## What you have to do
Nothing outside the range is wanted. Repeat exactly the lines below from the one with "TARGET = residential house" through the one with "TARGET = street lamp".

____ Data for this task

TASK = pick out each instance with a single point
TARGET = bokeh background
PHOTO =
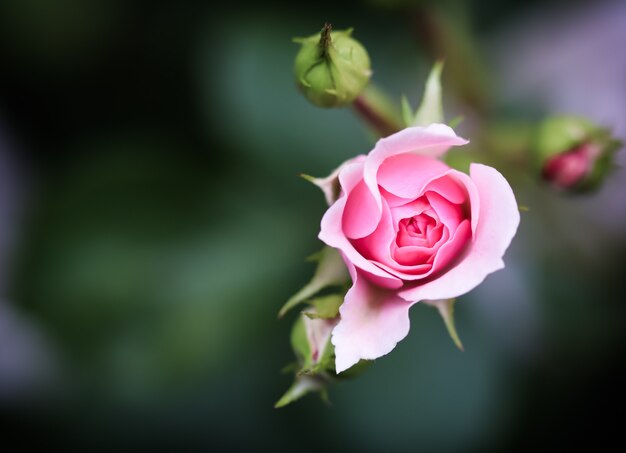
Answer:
(152, 224)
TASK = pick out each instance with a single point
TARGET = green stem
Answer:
(377, 112)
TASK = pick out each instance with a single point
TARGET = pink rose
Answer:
(410, 228)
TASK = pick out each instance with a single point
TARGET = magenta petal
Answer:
(495, 228)
(373, 321)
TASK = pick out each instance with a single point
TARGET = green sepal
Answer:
(431, 109)
(300, 344)
(302, 385)
(331, 271)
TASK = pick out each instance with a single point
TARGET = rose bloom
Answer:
(409, 229)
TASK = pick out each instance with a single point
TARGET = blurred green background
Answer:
(152, 224)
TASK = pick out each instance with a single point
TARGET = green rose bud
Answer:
(331, 68)
(574, 154)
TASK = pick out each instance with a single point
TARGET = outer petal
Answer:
(432, 141)
(373, 321)
(497, 223)
(332, 234)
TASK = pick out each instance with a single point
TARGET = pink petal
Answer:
(373, 321)
(448, 187)
(404, 175)
(495, 227)
(432, 141)
(449, 214)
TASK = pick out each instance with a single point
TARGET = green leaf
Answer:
(331, 271)
(326, 307)
(446, 310)
(431, 109)
(407, 112)
(303, 384)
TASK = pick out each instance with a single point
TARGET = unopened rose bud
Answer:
(574, 154)
(331, 68)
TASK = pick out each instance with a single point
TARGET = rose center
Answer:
(420, 230)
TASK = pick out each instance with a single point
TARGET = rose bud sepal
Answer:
(331, 68)
(573, 154)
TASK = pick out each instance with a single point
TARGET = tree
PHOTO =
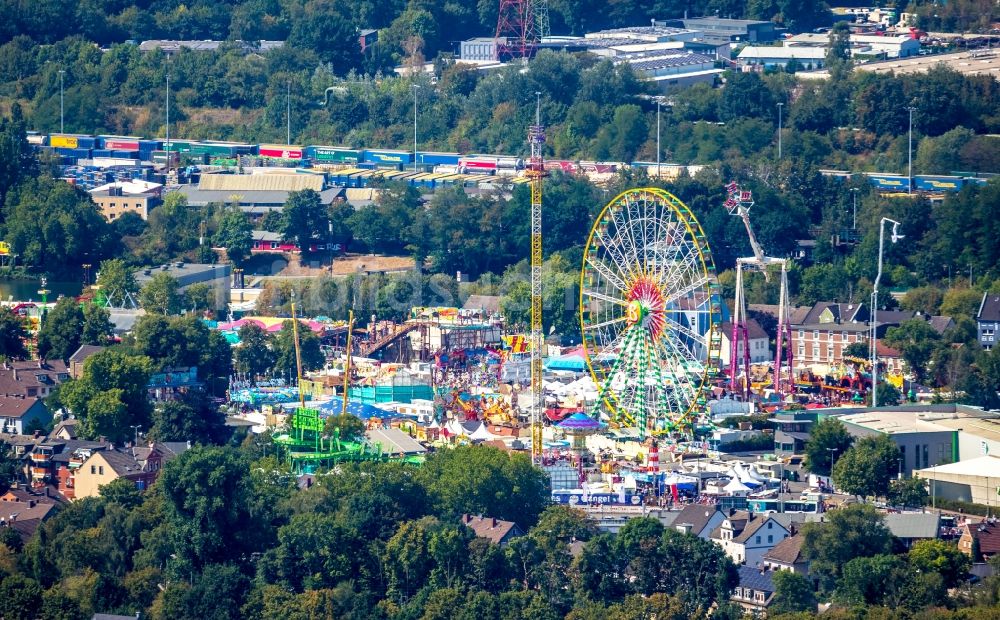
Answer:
(907, 492)
(54, 226)
(305, 218)
(254, 355)
(940, 557)
(351, 428)
(867, 467)
(916, 340)
(12, 335)
(161, 295)
(792, 593)
(924, 299)
(838, 55)
(194, 418)
(60, 334)
(828, 440)
(117, 282)
(207, 498)
(235, 235)
(110, 395)
(487, 481)
(855, 531)
(284, 349)
(97, 326)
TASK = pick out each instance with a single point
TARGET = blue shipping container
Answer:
(437, 159)
(938, 184)
(889, 182)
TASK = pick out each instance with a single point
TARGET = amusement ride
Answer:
(650, 310)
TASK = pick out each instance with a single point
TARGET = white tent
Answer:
(735, 487)
(482, 433)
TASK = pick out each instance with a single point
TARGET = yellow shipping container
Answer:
(65, 142)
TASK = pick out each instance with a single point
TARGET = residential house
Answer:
(700, 520)
(25, 516)
(21, 415)
(793, 431)
(106, 466)
(909, 527)
(757, 339)
(824, 333)
(65, 429)
(985, 536)
(755, 591)
(32, 379)
(787, 555)
(988, 320)
(79, 357)
(746, 537)
(495, 530)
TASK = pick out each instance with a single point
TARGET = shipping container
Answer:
(937, 184)
(177, 146)
(161, 157)
(333, 154)
(63, 142)
(277, 151)
(889, 182)
(388, 157)
(437, 159)
(221, 149)
(118, 143)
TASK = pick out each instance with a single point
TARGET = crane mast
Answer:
(536, 172)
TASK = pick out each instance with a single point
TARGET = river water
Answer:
(25, 290)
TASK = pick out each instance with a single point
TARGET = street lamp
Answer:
(878, 276)
(909, 169)
(854, 193)
(781, 105)
(61, 102)
(659, 102)
(168, 123)
(415, 88)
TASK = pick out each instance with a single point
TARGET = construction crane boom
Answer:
(535, 172)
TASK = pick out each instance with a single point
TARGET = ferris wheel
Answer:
(650, 312)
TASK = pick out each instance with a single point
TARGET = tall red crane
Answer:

________

## Worked solution
TARGET = residential house
Answer:
(700, 520)
(25, 516)
(21, 415)
(793, 431)
(106, 466)
(909, 527)
(757, 339)
(824, 333)
(65, 429)
(985, 536)
(755, 591)
(32, 379)
(787, 555)
(988, 320)
(79, 357)
(746, 537)
(495, 530)
TASK = pick out each instance with a single point
TARGET = shipping container
Answer:
(937, 184)
(177, 146)
(161, 157)
(333, 154)
(63, 142)
(277, 151)
(889, 182)
(388, 157)
(437, 159)
(221, 149)
(118, 143)
TASK = pick out each instance with a single point
TARGET = crane mast
Answer:
(536, 172)
TASK = pick out each instance with a single point
TARGET = river water
Answer:
(25, 290)
TASK = pick out each instance with a single point
TARGET = street lamp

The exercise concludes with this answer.